--- Document section Enclosed Below ---
The sharding strategy separates concerns: inventory shards by product_id to keep all inventory operations for one product on one shard, avoiding distributed transactions. orders shards by user_id to keep “my orders” queries fast, with a secondary index on product_id for the reconciliation job. The reservations table is small enough to fit on a single shard per sale event.

Key Algorithms and Protocols

Atomic DECR-Check Pattern (Redis Lua)

The core inventory operation must be atomic: check that inventory is greater than zero AND decrement, with no window for another process to slip in between. The Lua approach shown earlier achieves this. The Go equivalent is:

// Go: atomic inventory decrement via Redis Lua
package inventory

import (
    "context"
    "errors"
    "github.com/redis/go-redis/v9"
)

var ErrSoldOut = errors.New("inventory: sold out")
var ErrNotInit = errors.New("inventory: sale not initialized")

var atomicDecr = redis.NewScript(`
    local current = tonumber(redis.call('GET', KEYS[1]))
    if current == nil then return -2 end
    if current <= 0 then return -1 end
    return redis.call('DECR', KEYS[1])
`)

func AtomicDecrement(ctx context.Context, rdb *redis.Client, productID string) (int64, error) {
    key := "inventory:product:" + productID
    result, err := atomicDecr.Run(ctx, rdb, []string{key}).Int64()
--- End of Enclosed Document section ---
--- Records Enclosed Below ---
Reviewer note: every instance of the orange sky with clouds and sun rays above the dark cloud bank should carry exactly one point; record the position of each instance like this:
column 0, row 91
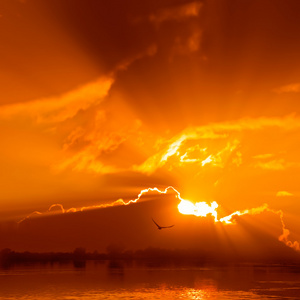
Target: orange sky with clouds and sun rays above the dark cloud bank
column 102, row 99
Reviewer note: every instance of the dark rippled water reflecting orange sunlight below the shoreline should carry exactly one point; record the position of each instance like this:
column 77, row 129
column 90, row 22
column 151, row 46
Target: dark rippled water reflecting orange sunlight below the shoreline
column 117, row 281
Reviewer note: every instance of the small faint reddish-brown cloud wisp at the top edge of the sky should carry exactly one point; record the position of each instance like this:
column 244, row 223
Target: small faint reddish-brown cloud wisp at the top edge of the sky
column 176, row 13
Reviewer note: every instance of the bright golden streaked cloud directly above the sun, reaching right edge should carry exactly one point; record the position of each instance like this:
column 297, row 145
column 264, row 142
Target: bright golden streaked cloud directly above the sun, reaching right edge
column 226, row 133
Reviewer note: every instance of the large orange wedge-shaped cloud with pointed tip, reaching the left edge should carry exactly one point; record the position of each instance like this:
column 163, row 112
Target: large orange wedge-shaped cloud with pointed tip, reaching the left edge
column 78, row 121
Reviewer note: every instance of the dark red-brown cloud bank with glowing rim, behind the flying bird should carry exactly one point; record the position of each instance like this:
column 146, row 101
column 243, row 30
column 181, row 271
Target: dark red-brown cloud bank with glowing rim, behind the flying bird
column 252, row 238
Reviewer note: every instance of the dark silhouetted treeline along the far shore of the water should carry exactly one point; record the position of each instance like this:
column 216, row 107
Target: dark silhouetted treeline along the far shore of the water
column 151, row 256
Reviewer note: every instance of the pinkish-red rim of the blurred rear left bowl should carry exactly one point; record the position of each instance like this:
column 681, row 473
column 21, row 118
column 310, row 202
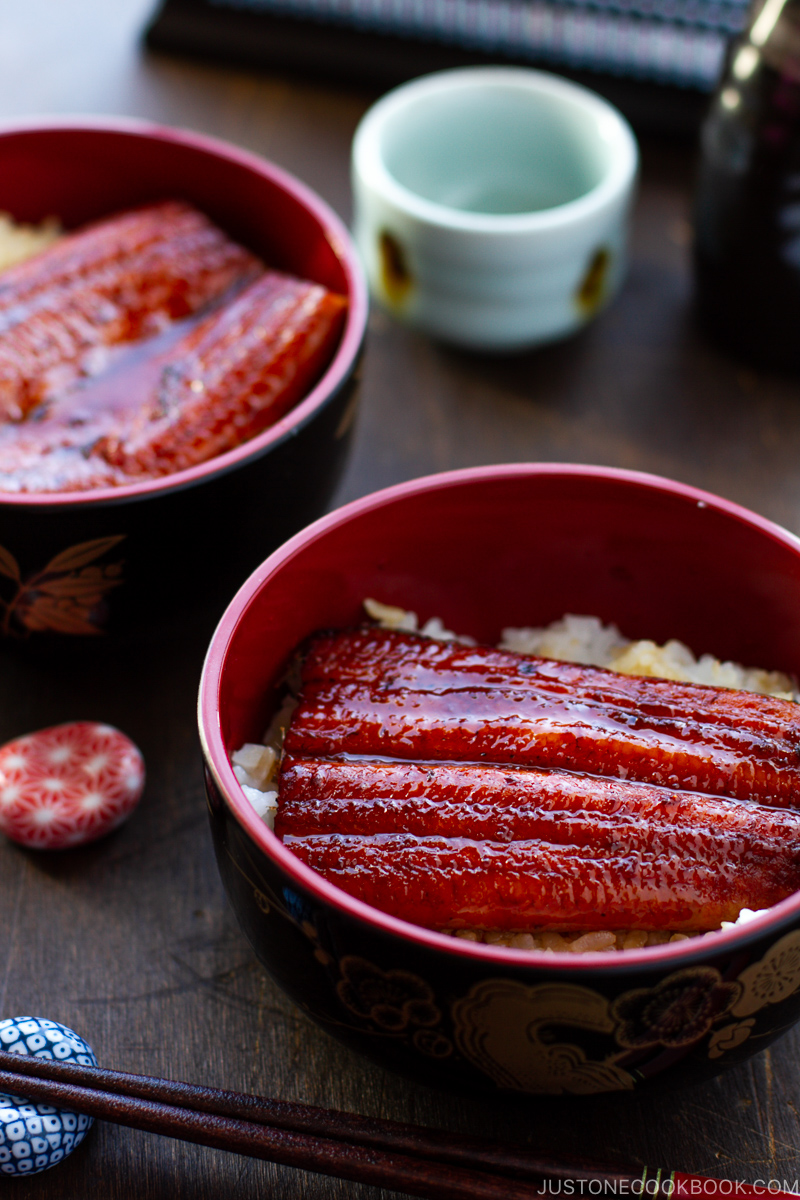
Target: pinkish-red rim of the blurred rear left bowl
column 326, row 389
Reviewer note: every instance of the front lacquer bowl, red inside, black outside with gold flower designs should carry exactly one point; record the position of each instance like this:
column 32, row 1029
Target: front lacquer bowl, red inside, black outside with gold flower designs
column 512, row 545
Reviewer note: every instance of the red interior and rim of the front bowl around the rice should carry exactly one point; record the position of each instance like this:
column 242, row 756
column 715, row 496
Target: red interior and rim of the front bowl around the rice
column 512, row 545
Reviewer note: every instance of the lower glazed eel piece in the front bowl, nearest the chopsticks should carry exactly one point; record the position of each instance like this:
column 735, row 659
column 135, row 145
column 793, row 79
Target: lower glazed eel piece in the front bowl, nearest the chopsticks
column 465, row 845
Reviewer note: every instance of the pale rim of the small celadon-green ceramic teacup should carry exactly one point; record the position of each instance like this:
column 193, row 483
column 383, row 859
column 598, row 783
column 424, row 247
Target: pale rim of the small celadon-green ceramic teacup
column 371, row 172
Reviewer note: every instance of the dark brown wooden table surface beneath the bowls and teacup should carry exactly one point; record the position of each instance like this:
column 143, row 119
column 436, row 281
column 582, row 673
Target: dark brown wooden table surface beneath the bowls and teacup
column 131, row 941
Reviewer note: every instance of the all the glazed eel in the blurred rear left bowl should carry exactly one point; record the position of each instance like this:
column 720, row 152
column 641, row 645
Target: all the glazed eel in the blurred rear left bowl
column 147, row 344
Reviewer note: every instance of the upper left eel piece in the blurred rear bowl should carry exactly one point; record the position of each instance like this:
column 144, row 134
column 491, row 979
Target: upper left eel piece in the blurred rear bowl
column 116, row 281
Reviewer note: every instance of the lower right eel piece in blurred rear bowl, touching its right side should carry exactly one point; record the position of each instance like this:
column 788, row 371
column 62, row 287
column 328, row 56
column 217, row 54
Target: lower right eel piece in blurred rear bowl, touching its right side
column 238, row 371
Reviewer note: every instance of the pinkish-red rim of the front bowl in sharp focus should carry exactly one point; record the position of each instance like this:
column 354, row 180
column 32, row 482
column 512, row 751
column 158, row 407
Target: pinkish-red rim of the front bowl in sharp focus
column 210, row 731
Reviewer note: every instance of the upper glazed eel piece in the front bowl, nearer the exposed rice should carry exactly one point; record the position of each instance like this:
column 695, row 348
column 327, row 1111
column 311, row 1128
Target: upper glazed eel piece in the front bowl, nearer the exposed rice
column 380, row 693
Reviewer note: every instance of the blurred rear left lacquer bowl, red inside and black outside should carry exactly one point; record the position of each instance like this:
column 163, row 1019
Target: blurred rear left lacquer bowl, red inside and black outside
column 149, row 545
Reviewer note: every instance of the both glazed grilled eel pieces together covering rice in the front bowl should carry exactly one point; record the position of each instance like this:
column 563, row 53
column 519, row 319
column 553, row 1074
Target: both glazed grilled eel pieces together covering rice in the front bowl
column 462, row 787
--- End of Enclosed Records ---
(Task) According to the inventory text, what does the orders table shard by? These rows come from a separate source.

(Solution to the exercise) It shards by user_id.